Transcribe each of the lines below verbatim, omitting the pictures from your transcription.

═════ DATA FOR PROCESSING ═════

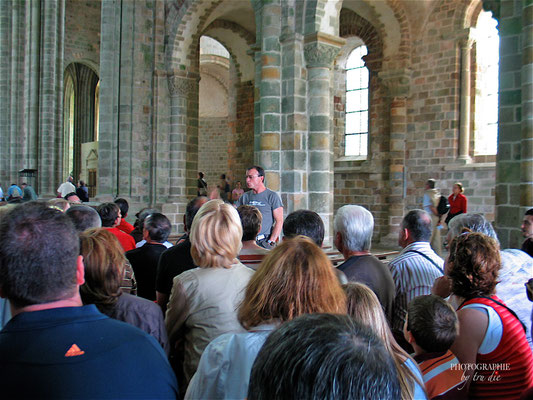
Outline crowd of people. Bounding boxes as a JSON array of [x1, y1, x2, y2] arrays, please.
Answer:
[[0, 166, 533, 399]]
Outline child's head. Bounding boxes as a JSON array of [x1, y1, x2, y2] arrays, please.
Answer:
[[405, 295, 459, 353]]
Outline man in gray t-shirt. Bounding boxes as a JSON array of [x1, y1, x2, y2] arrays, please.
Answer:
[[237, 166, 283, 249]]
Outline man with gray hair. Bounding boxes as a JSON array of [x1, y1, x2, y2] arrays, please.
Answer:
[[440, 214, 533, 349], [389, 210, 444, 350], [334, 205, 395, 323], [65, 204, 102, 233]]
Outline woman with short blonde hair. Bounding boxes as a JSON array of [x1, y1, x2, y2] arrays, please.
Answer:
[[342, 282, 426, 400], [185, 236, 346, 399], [190, 200, 242, 268], [166, 199, 254, 382]]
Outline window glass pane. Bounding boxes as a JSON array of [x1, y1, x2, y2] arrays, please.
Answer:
[[345, 133, 368, 156], [344, 46, 369, 156]]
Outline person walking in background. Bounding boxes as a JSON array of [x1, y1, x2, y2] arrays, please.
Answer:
[[231, 181, 244, 206], [20, 182, 38, 201], [76, 179, 89, 203], [444, 182, 468, 225], [196, 172, 207, 196], [217, 174, 231, 203]]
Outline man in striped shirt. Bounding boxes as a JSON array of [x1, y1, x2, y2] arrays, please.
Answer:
[[389, 210, 444, 351]]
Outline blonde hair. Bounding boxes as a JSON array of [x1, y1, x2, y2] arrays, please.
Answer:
[[238, 236, 346, 329], [80, 228, 126, 312], [190, 200, 242, 268], [453, 182, 465, 193], [342, 282, 424, 399], [48, 199, 70, 212]]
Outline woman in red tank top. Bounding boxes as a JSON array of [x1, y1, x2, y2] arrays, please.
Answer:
[[446, 232, 533, 399]]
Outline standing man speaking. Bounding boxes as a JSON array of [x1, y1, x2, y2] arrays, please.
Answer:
[[237, 165, 283, 249]]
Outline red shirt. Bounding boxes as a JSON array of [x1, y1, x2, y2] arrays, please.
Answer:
[[117, 218, 133, 235], [105, 228, 135, 252], [458, 296, 533, 400], [448, 193, 468, 214]]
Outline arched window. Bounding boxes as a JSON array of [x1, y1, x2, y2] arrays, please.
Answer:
[[344, 45, 369, 157], [474, 11, 500, 155]]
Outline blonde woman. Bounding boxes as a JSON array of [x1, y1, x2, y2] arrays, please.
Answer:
[[342, 283, 427, 400], [185, 236, 346, 399], [166, 200, 254, 382]]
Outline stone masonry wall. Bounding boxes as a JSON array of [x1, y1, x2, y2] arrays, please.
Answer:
[[198, 117, 231, 190], [65, 0, 101, 68]]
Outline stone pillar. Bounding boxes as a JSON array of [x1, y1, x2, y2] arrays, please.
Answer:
[[38, 0, 65, 197], [163, 71, 198, 232], [280, 33, 308, 214], [488, 1, 533, 248], [378, 69, 412, 246], [255, 0, 281, 192], [520, 1, 533, 223], [458, 38, 474, 162], [304, 32, 345, 242]]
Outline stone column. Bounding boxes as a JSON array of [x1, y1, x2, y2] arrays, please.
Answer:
[[163, 71, 198, 232], [304, 32, 345, 241], [378, 69, 412, 245], [280, 33, 308, 214], [520, 1, 533, 223], [38, 0, 65, 197], [458, 38, 474, 162], [255, 0, 281, 192]]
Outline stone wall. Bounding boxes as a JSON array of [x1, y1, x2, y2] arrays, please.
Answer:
[[65, 0, 101, 72], [198, 117, 231, 186]]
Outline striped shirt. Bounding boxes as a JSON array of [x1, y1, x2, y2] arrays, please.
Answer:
[[389, 242, 444, 333]]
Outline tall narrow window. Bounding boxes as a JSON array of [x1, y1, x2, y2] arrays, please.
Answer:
[[344, 46, 368, 157], [474, 11, 500, 155]]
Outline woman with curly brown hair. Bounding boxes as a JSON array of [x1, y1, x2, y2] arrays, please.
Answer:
[[185, 236, 346, 399], [446, 232, 533, 399], [80, 228, 168, 353]]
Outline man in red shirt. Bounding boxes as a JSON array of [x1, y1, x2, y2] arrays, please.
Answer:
[[115, 198, 133, 235], [96, 203, 135, 252]]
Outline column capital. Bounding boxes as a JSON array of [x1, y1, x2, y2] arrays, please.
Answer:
[[304, 32, 346, 68], [378, 68, 413, 97], [167, 72, 200, 97]]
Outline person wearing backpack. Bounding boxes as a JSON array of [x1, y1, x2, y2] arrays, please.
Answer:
[[422, 179, 446, 256]]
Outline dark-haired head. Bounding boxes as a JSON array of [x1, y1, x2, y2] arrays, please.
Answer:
[[407, 295, 459, 353], [248, 314, 401, 400], [283, 210, 324, 247], [144, 213, 172, 243], [447, 231, 501, 299], [0, 201, 79, 307]]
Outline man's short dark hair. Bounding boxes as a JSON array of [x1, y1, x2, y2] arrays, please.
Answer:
[[185, 196, 207, 231], [402, 210, 431, 242], [0, 201, 80, 308], [144, 213, 172, 243], [407, 295, 459, 353], [96, 203, 120, 228], [283, 210, 324, 247], [65, 204, 102, 233], [248, 314, 401, 400], [114, 198, 130, 218], [63, 192, 78, 201], [246, 165, 265, 176], [237, 204, 263, 242]]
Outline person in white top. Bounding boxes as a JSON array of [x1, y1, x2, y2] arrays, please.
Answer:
[[57, 176, 76, 197]]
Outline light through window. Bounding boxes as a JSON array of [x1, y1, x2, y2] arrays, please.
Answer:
[[344, 46, 368, 156], [474, 11, 500, 155]]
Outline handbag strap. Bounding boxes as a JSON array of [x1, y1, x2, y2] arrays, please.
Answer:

═════

> THE OUTPUT:
Outline crowd of people. Bounding boxes as a JSON array of [x1, y1, x2, y2] arrays, please.
Answer:
[[0, 166, 533, 399]]
Outline child's head. Bounding boxes as a JSON array of [x1, y1, x2, y2] arrays, please.
Answer:
[[405, 295, 459, 353]]
Outline man in gray t-shirt. Bounding boxes as a JSON array of [x1, y1, x2, y2] arrays, please.
Answer:
[[237, 166, 283, 249]]
Outline man with gray hair. Bounding boxes as a JSON array of [x1, y1, x2, y2] arrays, please.
Answer:
[[440, 214, 533, 349], [389, 210, 444, 350], [334, 205, 395, 323], [65, 204, 102, 233]]
Outline woman with short blonde hair. Bounding boxes as a JSON array of [x1, y1, x2, y2] arrays, please.
Answer:
[[342, 282, 426, 400], [185, 236, 346, 399], [190, 200, 242, 268], [166, 199, 254, 382]]
Outline window glass pane. Bounding boxes as a JSON array of [x1, y1, x2, y2] arrays, please.
Answer:
[[345, 133, 368, 156], [344, 46, 369, 156]]
Outline person walking in background. Bounding boxes as a JSON array of [x1, y1, x2, y2] arrays, please.
Answer:
[[231, 181, 244, 206], [20, 182, 38, 201], [76, 179, 89, 203], [444, 182, 468, 225], [196, 172, 207, 196], [217, 174, 231, 203]]
Outline man in striped shirt. Bounding boxes as a JSON array of [x1, y1, x2, y2] arrays, please.
Answer:
[[389, 210, 444, 351]]
Outline blonde hair. Bounding boxes as a JSON array of [x1, y1, x2, y2] arrays, please.
Answer:
[[238, 236, 346, 329], [80, 228, 126, 312], [190, 200, 242, 268], [453, 182, 465, 193], [342, 282, 424, 399], [48, 199, 70, 212]]
Outline woman in red tank top. Bounding boxes as a JSON array of [x1, y1, x2, y2] arrays, please.
Answer:
[[446, 232, 533, 399]]
Outline standing man speaking. Bounding boxes as a JSON array of [x1, y1, x2, y2] arrays, please.
Answer:
[[237, 165, 283, 249]]
Outline red shirt. Bounding boxes as a JSON array of [x1, y1, x2, y2] arrays, please.
Answer:
[[117, 218, 133, 235], [105, 228, 135, 252], [458, 296, 533, 400], [448, 193, 468, 214]]
Outline arched window. Bounding boxes as a JSON array of [x1, y1, x2, y2] arrays, please.
Answer:
[[344, 45, 369, 157], [474, 11, 500, 155]]
Outline blonde woman. Bounding boxes as a JSON array of [x1, y1, x2, y2] arrays, please.
Answer:
[[342, 283, 427, 400], [185, 236, 346, 399], [166, 200, 254, 382]]
Outline stone masonry wall. Bounding boxes as a JSON array of [x1, y1, x2, y2] arrays, please.
Answer:
[[198, 117, 231, 190], [65, 0, 101, 68]]
Outline stone pillar. Bounding boxes as a JSON array of [x1, y1, x2, y2] arrays, please.
Answer:
[[38, 0, 65, 197], [163, 71, 198, 232], [280, 33, 308, 214], [488, 1, 533, 248], [378, 69, 412, 246], [255, 0, 281, 192], [520, 1, 533, 223], [458, 38, 474, 162], [304, 32, 345, 242]]
Outline stone column. Bounding boxes as a JSON array of [x1, y1, x2, y2] arrays, please.
Answer:
[[163, 71, 198, 232], [304, 32, 345, 241], [378, 69, 412, 245], [280, 33, 308, 214], [520, 1, 533, 223], [38, 0, 65, 197], [458, 38, 474, 162], [255, 0, 281, 192]]
Outline stone wall. Bounding boxes as a JSON array of [x1, y1, x2, y2] arrays, please.
Answer:
[[65, 0, 101, 72], [198, 117, 231, 186]]
Outline striped shirt. Bounding boxes as a JSON array of [x1, y1, x2, y2] arrays, please.
Answer:
[[389, 242, 444, 333]]
Outline tall narrow window. Bounding boxes as a JSON array of [x1, y1, x2, y2] arrays, please.
Answer:
[[344, 46, 368, 157], [474, 11, 500, 155]]
Outline woman with curly brown hair. Bounding boxes as a JSON array of [x1, y1, x2, y2] arrays, please.
Answer:
[[185, 236, 346, 399], [446, 232, 533, 399], [80, 228, 168, 353]]
Outline man in red shirt. Bounding boxes as a JSON array of [x1, y1, x2, y2] arrays, please.
Answer:
[[115, 198, 133, 235], [96, 203, 135, 252]]
Outline column capital. Bounding boxes as a JSON array of [x1, y1, x2, y2] arrays, please.
Answer:
[[304, 32, 346, 68], [378, 68, 413, 97], [167, 72, 200, 97]]
Outline person wearing backpack. Bounding boxes as a JSON array of [x1, y1, x2, y2] arrays, please.
Answer:
[[422, 179, 446, 256]]
Outline dark-haired head. Bounding boxes as a JSON array of [x1, y1, x2, y2] arrays, please.
Answer:
[[407, 295, 459, 353], [248, 314, 401, 400], [283, 210, 324, 247], [144, 213, 172, 243], [447, 231, 501, 299], [0, 201, 79, 307]]
Outline man's short dark hair. Bounding boxes as a JSON array of [x1, y1, x2, y2] arrays, please.
Answer:
[[185, 196, 207, 231], [402, 210, 431, 242], [0, 201, 80, 308], [144, 213, 172, 243], [407, 295, 459, 353], [96, 203, 120, 228], [283, 210, 324, 247], [65, 204, 102, 233], [248, 314, 401, 400], [114, 198, 130, 218], [63, 192, 78, 201], [246, 165, 265, 176], [237, 204, 263, 242]]
Outline person in white top. Bounding boxes as a JSON array of [x1, y1, x2, y2] arrays, please.
Answer:
[[57, 176, 76, 197]]
Outline light through window. Bounding boxes as a JSON array of [x1, y1, x2, y2] arrays, please.
Answer:
[[344, 46, 368, 156], [474, 11, 500, 155]]
Outline handbag strap. Bounding boxes as a JSON array of [x1, y1, x2, y2] arrays, please.
Answer:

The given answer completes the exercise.